Segmentation labeling lines:
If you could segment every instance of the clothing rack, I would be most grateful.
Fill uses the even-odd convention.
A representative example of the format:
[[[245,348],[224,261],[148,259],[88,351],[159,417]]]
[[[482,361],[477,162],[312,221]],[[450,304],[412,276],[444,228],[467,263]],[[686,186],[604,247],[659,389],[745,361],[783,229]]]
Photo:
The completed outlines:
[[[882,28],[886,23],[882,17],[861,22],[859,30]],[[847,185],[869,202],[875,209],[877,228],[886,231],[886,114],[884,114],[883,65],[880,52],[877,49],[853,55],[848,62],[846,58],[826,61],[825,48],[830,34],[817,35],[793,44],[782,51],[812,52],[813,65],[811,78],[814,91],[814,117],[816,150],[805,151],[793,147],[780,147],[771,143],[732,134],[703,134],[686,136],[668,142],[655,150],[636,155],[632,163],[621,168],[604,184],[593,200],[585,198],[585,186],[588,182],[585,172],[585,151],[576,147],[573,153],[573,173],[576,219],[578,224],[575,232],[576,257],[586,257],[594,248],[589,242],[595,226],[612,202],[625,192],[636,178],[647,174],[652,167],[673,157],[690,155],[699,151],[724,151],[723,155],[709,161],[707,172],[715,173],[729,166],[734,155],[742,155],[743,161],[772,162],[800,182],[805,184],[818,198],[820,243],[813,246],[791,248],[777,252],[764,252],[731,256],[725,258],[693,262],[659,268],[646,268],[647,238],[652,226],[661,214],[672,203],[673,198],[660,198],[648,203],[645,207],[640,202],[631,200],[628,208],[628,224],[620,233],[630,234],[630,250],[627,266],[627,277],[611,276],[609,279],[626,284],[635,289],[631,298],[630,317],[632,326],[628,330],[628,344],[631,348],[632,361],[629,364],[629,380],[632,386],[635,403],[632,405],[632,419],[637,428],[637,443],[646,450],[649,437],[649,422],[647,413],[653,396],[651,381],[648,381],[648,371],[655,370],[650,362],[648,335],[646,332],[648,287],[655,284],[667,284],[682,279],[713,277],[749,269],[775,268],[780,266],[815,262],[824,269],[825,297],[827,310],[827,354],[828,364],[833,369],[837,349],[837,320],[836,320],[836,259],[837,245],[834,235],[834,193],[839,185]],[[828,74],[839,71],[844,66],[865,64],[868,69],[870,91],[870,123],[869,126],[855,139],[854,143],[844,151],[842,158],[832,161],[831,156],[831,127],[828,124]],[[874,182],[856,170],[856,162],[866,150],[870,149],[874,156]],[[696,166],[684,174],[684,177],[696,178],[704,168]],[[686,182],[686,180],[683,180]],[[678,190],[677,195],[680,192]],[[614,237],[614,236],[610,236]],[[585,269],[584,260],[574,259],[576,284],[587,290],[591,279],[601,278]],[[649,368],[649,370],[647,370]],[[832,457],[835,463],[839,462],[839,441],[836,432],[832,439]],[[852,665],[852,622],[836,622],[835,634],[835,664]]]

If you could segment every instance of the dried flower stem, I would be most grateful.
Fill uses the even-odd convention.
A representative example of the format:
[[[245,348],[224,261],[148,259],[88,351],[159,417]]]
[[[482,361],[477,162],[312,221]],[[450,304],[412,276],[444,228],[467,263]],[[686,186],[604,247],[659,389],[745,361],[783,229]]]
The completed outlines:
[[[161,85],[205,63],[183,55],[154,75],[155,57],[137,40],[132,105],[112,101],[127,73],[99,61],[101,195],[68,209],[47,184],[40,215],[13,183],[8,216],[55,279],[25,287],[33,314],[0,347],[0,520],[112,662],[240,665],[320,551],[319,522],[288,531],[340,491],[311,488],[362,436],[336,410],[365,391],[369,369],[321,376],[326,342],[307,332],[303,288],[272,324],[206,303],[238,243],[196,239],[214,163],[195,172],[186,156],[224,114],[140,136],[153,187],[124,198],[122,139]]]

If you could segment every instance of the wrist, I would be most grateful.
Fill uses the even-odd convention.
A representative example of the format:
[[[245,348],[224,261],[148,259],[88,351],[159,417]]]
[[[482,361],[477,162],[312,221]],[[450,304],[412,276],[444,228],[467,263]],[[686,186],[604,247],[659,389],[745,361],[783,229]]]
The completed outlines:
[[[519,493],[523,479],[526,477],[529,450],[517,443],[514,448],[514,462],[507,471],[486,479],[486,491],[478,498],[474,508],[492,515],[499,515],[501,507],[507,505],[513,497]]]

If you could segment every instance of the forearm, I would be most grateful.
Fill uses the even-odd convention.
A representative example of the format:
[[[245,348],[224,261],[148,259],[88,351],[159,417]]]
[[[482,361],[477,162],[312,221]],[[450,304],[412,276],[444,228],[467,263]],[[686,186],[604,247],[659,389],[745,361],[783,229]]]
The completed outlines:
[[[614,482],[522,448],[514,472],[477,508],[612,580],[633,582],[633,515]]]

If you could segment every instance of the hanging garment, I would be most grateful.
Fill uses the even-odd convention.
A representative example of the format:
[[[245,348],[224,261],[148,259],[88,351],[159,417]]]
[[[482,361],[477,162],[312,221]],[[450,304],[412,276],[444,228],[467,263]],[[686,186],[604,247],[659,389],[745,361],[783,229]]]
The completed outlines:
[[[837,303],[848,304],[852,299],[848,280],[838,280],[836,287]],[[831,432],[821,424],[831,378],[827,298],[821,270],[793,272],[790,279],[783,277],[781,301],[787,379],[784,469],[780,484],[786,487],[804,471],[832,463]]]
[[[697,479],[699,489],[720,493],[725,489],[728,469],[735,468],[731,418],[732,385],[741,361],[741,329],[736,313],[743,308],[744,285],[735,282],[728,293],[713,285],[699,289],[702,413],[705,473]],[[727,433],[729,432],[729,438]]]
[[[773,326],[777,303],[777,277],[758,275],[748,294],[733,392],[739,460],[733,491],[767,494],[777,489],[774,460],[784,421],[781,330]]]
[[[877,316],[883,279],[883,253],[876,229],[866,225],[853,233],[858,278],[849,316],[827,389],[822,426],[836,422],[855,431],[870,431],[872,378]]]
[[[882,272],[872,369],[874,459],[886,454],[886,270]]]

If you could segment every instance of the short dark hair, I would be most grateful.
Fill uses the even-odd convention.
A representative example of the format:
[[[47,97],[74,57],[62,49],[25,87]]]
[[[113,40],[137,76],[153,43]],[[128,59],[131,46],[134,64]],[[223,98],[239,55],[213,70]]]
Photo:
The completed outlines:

### [INSTRUCTIONS TO FOLLOW]
Could you reproduce the lines above, from the line with "If you could segment every instance of the hanging" through the end of the records, including the requests, but shift every coordinate in the completed outlines by adding 121 to it?

### [SOLUTION]
If you could segment every instance of the hanging garment, I would be most grateful.
Fill uses the even-odd convention.
A representative example of the format:
[[[245,348],[224,261],[148,259],[88,351],[159,417]]]
[[[482,361],[477,162],[312,221]],[[450,304],[412,276],[444,228],[467,263]],[[686,186],[604,247],[659,389],[745,361],[783,229]]]
The completed outlines:
[[[958,424],[969,425],[973,420],[969,401],[959,401],[957,408]],[[952,553],[942,545],[952,499],[948,419],[942,391],[914,393],[911,400],[904,398],[902,422],[908,500],[905,590],[901,605],[907,608],[925,592],[953,584]]]
[[[818,600],[820,610],[841,614],[846,610],[849,590],[856,589],[852,539],[853,506],[862,482],[862,450],[857,434],[864,429],[865,406],[856,403],[849,414],[834,406],[820,410],[823,534],[826,594]],[[848,554],[850,553],[850,559]]]
[[[894,447],[898,424],[898,398],[879,396],[869,415],[854,513],[860,581],[854,612],[888,615],[898,610],[895,581],[905,542],[902,451]]]
[[[998,437],[1004,400],[1004,374],[997,350],[987,346],[974,354],[979,399],[970,437],[948,510],[943,547],[957,543],[976,552],[991,552],[993,499]]]
[[[1003,393],[993,490],[995,580],[1007,575],[1007,391]]]

If you could segment every instance of the short dark hair, I would be most grateful.
Fill uses the even-odd convention.
A representative example of the format:
[[[47,97],[74,57],[62,49],[25,87]]]
[[[113,40],[137,76],[153,43]],[[128,59],[131,46],[134,64]],[[223,98],[239,55],[213,70]]]
Photo:
The completed outlines:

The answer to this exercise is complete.